[Source records]
● ● ● ● ● ● ●

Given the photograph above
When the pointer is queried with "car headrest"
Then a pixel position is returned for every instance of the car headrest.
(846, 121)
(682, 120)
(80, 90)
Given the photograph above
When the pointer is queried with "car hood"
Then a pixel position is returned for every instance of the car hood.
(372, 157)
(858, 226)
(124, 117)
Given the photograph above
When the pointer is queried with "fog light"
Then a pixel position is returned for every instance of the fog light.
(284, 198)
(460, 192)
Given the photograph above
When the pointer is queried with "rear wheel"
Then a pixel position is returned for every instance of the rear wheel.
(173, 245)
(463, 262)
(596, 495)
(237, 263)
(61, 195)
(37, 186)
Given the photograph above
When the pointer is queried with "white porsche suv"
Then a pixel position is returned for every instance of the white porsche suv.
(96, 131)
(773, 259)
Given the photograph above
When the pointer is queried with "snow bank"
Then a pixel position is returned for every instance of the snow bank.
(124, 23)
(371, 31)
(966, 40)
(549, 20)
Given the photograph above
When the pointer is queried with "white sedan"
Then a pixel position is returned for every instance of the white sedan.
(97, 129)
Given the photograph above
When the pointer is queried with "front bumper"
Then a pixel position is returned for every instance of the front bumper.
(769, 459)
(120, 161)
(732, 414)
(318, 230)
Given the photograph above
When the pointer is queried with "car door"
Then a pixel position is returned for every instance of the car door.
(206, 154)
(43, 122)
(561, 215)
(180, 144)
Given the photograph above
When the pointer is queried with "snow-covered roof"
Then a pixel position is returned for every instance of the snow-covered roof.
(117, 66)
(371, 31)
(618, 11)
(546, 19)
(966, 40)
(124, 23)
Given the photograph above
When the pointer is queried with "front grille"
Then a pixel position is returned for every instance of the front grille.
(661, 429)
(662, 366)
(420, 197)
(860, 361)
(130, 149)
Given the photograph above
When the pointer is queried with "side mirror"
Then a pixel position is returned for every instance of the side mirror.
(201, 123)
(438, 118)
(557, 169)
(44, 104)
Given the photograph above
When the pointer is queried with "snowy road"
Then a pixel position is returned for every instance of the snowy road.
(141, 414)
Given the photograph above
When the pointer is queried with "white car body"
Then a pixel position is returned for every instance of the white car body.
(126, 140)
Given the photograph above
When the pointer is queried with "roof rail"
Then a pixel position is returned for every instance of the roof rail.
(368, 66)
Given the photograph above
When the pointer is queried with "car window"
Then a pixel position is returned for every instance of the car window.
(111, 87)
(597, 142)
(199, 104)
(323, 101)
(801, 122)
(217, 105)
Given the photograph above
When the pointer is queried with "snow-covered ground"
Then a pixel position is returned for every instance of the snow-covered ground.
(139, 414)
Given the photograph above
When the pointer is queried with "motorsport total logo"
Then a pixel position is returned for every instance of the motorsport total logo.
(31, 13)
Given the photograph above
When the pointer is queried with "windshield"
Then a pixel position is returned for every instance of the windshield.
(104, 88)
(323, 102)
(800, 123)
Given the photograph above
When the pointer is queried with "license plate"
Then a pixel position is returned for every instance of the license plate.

● ● ● ● ● ● ●

(Required action) Search the entries for the word "license" and show every line that has it.

(Result of this task)
When the pointer is queried with "license plate"
Then a pixel position is returned for every instance of the license plate.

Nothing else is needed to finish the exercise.